Select each line in the listing below that contains the word "marker", treating uppercase and lowercase as different.
[BEGIN LISTED ENTRIES]
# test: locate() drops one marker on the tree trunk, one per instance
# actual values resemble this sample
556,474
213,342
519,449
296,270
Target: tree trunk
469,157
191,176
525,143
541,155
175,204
[END LISTED ENTRIES]
[BEGIN LISTED ENTRIES]
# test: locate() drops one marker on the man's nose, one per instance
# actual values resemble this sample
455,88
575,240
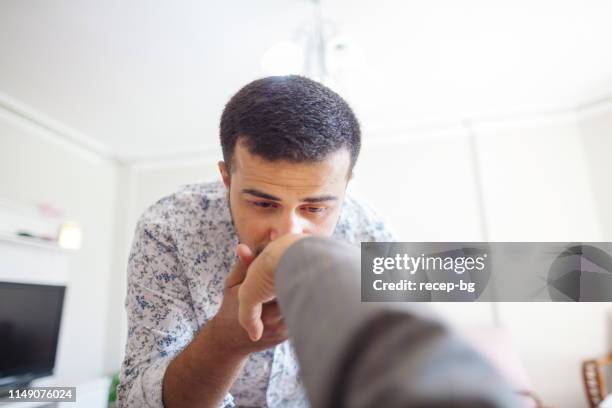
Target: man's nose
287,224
[END LISTED ENTRIES]
*ANSWER TO THIS TASK*:
# test: locate() drops one marker on the tree trunk, one per instance
# test: locate() drops one marker on the man's nose, one per instance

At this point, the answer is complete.